▼
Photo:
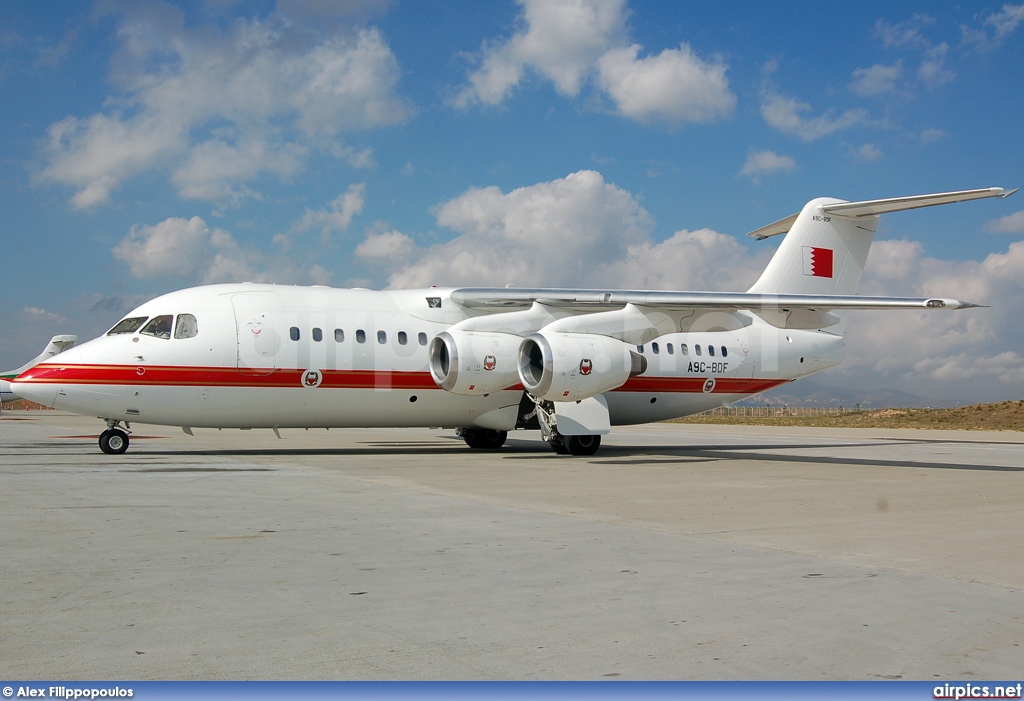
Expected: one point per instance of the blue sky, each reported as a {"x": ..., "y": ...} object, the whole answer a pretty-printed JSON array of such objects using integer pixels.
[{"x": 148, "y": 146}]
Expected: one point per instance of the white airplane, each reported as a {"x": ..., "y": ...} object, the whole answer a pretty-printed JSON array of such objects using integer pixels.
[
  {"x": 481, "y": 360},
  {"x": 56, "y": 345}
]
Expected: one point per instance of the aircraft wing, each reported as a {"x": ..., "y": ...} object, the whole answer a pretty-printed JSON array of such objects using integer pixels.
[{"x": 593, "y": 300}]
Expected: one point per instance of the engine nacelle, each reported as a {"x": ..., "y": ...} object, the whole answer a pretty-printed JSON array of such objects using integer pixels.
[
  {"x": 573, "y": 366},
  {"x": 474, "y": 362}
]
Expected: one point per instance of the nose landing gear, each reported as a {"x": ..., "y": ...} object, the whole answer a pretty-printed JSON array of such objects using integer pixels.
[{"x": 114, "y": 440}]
▲
• _Work instruction_
From the material above, reproduce everything verbatim except the pictures.

• _Expected answer_
Photo:
Expected: one point per instance of the blue sky, each reported as a {"x": ..., "y": ...} object, the whole answer a pretty-printed JSON array of such objects using integer pixels.
[{"x": 148, "y": 146}]
Expected: one point per instance of the white airplane, each reported as a {"x": ..., "y": ...} object, the whole answer a pretty-printed JSON array of such objects using integer pixels.
[
  {"x": 481, "y": 360},
  {"x": 56, "y": 345}
]
Expected: one point per instance of the aircraft wing, each reported as a {"x": ..., "y": ...} object, the whole answer a pretty-printed JSON array of such objects using integer pixels.
[{"x": 593, "y": 300}]
Expected: one point per instance of the engine nacelle, each reported as a {"x": ..., "y": ...} object, the whole answer a pretty-printed JSON array of such objects using integer pixels.
[
  {"x": 573, "y": 366},
  {"x": 474, "y": 362}
]
Expected: one point per instance of the nose landing gear, each reported as a {"x": ..., "y": ...} object, the whole answer a pretty-printed JSON array of such objects using integer pixels.
[{"x": 114, "y": 440}]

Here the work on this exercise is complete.